------ Provided data
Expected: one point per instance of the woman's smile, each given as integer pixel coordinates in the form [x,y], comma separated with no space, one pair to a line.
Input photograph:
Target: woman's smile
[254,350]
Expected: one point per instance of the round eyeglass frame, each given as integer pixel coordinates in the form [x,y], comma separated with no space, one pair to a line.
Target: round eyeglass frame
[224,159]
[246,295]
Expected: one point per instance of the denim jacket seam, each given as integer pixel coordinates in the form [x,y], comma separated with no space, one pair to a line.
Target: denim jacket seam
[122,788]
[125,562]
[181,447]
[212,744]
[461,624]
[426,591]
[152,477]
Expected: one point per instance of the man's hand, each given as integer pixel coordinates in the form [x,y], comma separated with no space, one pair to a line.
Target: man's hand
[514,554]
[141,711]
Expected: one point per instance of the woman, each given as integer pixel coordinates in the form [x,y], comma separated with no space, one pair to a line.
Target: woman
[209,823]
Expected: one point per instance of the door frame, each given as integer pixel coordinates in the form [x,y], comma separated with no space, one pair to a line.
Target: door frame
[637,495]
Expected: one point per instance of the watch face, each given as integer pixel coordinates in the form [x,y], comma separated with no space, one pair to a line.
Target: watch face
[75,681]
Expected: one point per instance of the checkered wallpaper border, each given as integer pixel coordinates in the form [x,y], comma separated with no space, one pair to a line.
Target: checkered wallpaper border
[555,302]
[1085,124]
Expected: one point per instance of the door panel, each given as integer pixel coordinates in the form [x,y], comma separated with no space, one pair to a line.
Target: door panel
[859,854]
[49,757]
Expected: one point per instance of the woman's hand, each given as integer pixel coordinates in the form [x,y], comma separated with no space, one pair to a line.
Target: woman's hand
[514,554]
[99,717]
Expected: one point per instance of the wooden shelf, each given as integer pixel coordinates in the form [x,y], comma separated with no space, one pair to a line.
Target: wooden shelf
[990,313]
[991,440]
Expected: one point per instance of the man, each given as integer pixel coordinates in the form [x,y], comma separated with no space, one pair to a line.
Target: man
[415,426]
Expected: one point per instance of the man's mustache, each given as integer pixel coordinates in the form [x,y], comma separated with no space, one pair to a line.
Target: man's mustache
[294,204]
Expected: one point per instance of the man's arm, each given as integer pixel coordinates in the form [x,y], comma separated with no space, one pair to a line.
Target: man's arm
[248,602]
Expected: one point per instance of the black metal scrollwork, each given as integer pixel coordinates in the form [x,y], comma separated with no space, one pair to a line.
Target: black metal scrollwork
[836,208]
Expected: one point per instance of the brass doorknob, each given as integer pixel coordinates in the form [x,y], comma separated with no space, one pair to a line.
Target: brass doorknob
------------
> _What the exercise asks_: All the entries above need to be reproduced exactly.

> _The output_:
Expected: one point per instance of the woman's smile, each given as integer pixel coordinates in the form [x,y], comma separated with no space, one pair to a line.
Input photograph:
Target: woman's smile
[254,350]
Expected: one point per instance of the round eyeglass frame, each given as integer pixel coordinates in the form [x,y], comma separated with no space, one pair to a line.
Target: round eyeglass frame
[224,159]
[246,295]
Expected: one point per instance of the denim jacket seam, each given as integer pixel coordinates in the form [x,y], comma separated with no space, one pair to a line.
Target: denim jacket seam
[122,788]
[125,562]
[181,447]
[212,744]
[461,624]
[426,591]
[152,477]
Expected: one point per instance of the man's hand, each given as integer pixel coordinates in the form [x,y], comma separated with no space, one pair to a line.
Target: man's hand
[514,554]
[141,711]
Expected: one point per instance of the woman, each given as integer pixel coordinates in the form [x,y], comma separated with no space, one pair to a line.
Target: woman
[209,823]
Expected: one point per instance of the door frame, each given as integer pixel coordinates in the form [x,y], comma separated with no space, one pair to a line.
Target: door frame
[637,495]
Expected: one point per instance of the watch face, each given as integer pixel coordinates in the form [x,y], comma separated with no space, one pair to a line.
Target: watch face
[75,681]
Expected: one point per instance of the checkered wallpaper border, each given as integer pixel coordinates in the form [x,y], comma separated with no space, one pair to a line.
Target: checkered wallpaper border
[555,302]
[1085,124]
Expected: one point per instance of the door panel, each given as integer pixel coordinates in the form [x,y], comma separated with no space, one pair to a line.
Target: door panel
[859,854]
[49,757]
Expected: one point per instance of the woman's hand, each given as integer pixel coordinates in the form [x,y], comma separated with no space, one pair to a line.
Target: woman's hand
[514,554]
[99,717]
Expected: one point per instance of the wooden shelf, each given as integer pixel coordinates in the form [x,y], comma separated with no space, one pair to a line.
Target: wooden shelf
[990,313]
[991,440]
Expected: one point per instance of the man, each given as integer pixel coordinates in the form [x,y], comma separated with no space, one pair to a line.
Target: man
[415,426]
Expected: one point per instance of the man's mustache, each given as integer pixel coordinates in the form [x,y], comma separated with no space, one pair to a line.
Target: man's mustache
[294,204]
Expected: one point per instance of the man's arm, each given as integer pixel coordinates in the form [x,y], comma separated with no space, one pair to a line.
Target: man's arm
[248,602]
Expected: one point per instance of the black metal scrollwork, each given as integer pixel coordinates in the form [x,y], comma separated with no space, one pair to a line.
Target: black metal scrollwork
[836,208]
Expected: one point per instance of the brass doorknob, each given as integer pixel coordinates in the form [x,y], comma separated with no space, one pair to a line.
Target: brass doorknob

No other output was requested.